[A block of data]
_ _ _ _

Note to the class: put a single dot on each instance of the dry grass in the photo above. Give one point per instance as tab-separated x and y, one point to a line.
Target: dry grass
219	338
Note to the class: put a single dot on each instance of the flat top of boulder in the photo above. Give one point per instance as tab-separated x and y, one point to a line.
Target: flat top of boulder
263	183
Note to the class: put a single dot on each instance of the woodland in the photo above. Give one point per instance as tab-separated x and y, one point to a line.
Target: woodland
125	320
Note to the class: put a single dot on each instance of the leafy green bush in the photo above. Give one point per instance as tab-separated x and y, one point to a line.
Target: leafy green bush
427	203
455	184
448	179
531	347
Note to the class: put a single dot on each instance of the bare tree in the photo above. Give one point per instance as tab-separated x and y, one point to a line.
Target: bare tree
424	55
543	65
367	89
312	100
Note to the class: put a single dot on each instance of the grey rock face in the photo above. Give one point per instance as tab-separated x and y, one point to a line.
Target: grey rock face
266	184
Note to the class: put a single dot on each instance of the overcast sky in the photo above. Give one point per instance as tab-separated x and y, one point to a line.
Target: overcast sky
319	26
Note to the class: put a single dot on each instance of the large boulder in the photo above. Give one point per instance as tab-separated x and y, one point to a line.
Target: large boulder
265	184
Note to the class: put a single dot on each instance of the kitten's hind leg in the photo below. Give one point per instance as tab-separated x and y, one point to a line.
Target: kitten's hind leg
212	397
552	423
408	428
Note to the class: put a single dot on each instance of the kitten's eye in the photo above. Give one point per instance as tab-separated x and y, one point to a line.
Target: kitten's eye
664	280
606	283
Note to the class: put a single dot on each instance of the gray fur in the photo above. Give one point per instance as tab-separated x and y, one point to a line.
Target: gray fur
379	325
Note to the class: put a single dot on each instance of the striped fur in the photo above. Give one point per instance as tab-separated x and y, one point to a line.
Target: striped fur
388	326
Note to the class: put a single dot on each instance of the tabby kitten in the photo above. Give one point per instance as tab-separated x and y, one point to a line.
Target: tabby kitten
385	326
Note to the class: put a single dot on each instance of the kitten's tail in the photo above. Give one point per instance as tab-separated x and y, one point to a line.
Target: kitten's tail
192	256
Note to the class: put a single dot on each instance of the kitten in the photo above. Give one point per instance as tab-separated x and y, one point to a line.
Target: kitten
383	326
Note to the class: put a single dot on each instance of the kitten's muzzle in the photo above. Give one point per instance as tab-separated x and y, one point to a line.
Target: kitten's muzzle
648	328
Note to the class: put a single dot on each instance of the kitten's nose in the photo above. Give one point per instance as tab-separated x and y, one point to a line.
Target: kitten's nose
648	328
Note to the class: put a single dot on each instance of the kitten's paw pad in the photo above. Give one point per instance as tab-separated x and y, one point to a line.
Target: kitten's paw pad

_ _ _ _

Everything from the line with "the kitten in" through the last line of the material above should be echoed exactly, and nothing else.

Note to the class: put a single dot on each instance of the kitten in the photo above. Give one point per instance as tab-separated x and y, one point to a line.
Target: kitten
383	326
Note to the class: put a single dot on each instance of the kitten's muzzle in the photo above. Give one point per instance as tab-separated x and y, one point to a line.
Target: kitten's muzzle
648	328
Note to the class: put a single dot on each instance of the kitten's nose in the photo above. Give one point per instance as tab-separated x and y, one point to a line.
Target: kitten's nose
648	328
Note to the class: put a single dot on each instance of the kitten's paw pad in the photo above. Give one point per instance as tab-separated x and y, one point to a line.
Target: kitten's paw pad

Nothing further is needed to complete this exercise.